Dataset entries
━━━━━━

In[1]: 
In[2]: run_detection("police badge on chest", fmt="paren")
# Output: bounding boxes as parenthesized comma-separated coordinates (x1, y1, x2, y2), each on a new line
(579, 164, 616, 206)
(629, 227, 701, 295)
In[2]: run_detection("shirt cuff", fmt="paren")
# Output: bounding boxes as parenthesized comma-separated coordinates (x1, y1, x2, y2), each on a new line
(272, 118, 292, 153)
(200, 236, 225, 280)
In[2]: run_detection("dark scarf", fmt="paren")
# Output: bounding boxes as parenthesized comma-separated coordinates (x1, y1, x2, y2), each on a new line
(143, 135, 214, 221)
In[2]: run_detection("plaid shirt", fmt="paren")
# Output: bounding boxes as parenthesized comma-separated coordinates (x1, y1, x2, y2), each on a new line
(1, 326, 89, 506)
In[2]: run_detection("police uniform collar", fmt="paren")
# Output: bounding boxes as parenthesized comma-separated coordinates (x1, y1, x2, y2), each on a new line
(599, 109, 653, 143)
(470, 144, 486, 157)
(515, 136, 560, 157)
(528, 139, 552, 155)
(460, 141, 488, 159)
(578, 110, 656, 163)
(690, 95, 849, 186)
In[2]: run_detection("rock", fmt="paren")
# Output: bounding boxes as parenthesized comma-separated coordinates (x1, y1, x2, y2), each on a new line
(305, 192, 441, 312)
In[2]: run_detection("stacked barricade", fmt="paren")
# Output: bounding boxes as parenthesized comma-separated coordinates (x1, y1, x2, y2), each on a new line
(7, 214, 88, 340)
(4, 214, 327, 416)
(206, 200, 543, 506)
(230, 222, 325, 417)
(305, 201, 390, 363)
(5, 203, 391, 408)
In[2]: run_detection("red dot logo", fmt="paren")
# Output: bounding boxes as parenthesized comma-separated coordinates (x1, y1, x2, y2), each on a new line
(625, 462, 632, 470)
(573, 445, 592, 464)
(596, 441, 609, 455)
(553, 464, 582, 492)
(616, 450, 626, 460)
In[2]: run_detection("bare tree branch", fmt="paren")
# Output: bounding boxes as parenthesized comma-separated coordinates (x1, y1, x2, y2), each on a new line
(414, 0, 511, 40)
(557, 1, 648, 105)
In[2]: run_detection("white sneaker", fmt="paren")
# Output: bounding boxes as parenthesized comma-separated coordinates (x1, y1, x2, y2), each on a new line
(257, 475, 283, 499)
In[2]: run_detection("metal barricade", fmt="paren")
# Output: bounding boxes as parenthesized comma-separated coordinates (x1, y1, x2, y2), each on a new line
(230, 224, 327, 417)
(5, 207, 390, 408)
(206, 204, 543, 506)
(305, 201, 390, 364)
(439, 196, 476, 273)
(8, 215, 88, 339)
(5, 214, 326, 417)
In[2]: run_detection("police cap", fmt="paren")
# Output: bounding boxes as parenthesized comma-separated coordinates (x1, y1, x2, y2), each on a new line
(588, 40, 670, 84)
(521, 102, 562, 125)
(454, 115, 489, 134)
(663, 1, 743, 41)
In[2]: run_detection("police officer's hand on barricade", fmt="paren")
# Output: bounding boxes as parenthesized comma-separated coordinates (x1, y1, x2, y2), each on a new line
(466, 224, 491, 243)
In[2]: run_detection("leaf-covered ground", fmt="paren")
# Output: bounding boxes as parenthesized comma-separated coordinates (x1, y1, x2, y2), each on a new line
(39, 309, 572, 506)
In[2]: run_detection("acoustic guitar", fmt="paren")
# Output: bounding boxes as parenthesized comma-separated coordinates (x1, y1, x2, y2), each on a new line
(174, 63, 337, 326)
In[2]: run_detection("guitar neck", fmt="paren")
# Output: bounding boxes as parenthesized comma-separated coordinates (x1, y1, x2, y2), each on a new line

━━━━━━

● REQUIRED ACTION
Write out the records again so that each line matches the original exactly.

● ANSWER FOR THE TASK
In[1]: 
In[2]: run_detection("police badge on chest", fmt="paren")
# Output: bounding boxes as parenthesized comma-separated coordinates (x1, y1, x2, y2), each on a new line
(579, 164, 616, 206)
(629, 227, 701, 295)
In[2]: run_detection("shirt cuff", fmt="paren")
# Output: bounding boxes as parenthesized comma-separated coordinates (x1, y1, x2, y2), each on a new line
(272, 118, 292, 153)
(200, 236, 225, 280)
In[2]: run_detection("dark scarf", fmt="paren")
# Output: bounding boxes as parenthesized comma-separated coordinates (x1, y1, x2, y2), each on a new line
(143, 135, 214, 221)
In[2]: run_detection("plaid shirt", fmt="paren")
# Output: bounding boxes as parenthesized comma-separated coordinates (x1, y1, x2, y2), each on a new line
(1, 326, 89, 506)
In[2]: run_detection("police uniform collar", fmt="paren")
# Output: bounding boxes as parenthesized comma-separated coordinates (x1, y1, x2, y2), each on a new line
(599, 109, 653, 143)
(470, 144, 486, 157)
(515, 136, 560, 157)
(528, 139, 552, 155)
(460, 141, 488, 159)
(578, 110, 656, 163)
(690, 95, 849, 186)
In[2]: run_detection("rock", fmt="paren")
# Output: bounding boxes as parenthesized comma-separated coordinates (x1, y1, x2, y2), each on a new line
(305, 192, 441, 312)
In[2]: run_detection("stacked barricade", fmt="paren")
# Output: bounding boxes as parenthesized comma-separated coordinates (x1, y1, x2, y2), each on a new line
(7, 214, 88, 340)
(4, 214, 327, 416)
(206, 200, 543, 506)
(230, 222, 325, 417)
(305, 201, 390, 363)
(5, 203, 391, 408)
In[2]: run_detection("red dot logo", fmt="paren")
# Output: bounding boxes as parenthesized comma-separated coordinates (x1, y1, x2, y2), each on a new line
(625, 462, 632, 470)
(573, 445, 592, 464)
(596, 441, 609, 455)
(553, 464, 582, 492)
(616, 450, 626, 460)
In[2]: run_detection("bare tree branch", fmt="paren")
# Output: bounding boxes as parenthesized comma-separated coordinates (x1, y1, x2, y2), each on a new line
(414, 0, 511, 40)
(557, 1, 648, 105)
In[2]: run_detection("white sneaker", fmt="paren")
# Output: bounding boxes as parenthesized comma-separated coordinates (x1, y1, x2, y2), each on a new line
(257, 475, 283, 499)
In[2]: run_detection("metal barricade", fmt="paren")
# Output: bounding boxes as parenthesized comma-separated coordinates (x1, y1, x2, y2), each on a new line
(230, 224, 327, 417)
(5, 207, 390, 408)
(206, 204, 543, 506)
(305, 201, 390, 364)
(439, 196, 476, 273)
(8, 215, 88, 339)
(5, 214, 326, 417)
In[2]: run_detection("police cap", fmt="paren")
# Output: bounding boxes as parenthesized comma-separated coordinates (x1, y1, x2, y2), each on a new line
(588, 40, 670, 84)
(521, 102, 562, 125)
(454, 115, 489, 134)
(663, 1, 743, 41)
In[2]: run_detection("police officer's hand on barricade", fmt="paren")
# Output: bounding boxes as parenthesized comma-separated coordinates (x1, y1, x2, y2), each on a new line
(466, 224, 491, 243)
In[2]: run_detection("leaf-covered ground", fmt="paren")
# Output: bounding boxes as parenthesized comma-separated coordinates (x1, y1, x2, y2), each on a new line
(39, 309, 572, 506)
In[2]: run_detection("acoustic guitar", fmt="paren")
# Output: bounding boxes as parenthesized comma-separated coordinates (x1, y1, x2, y2), each on a new line
(174, 63, 337, 326)
In[2]: run_detection("guitar neck", fmt="paren")
# Output: bounding boxes as parenthesized comma-separated coordinates (x1, y1, x2, y2), each on a new line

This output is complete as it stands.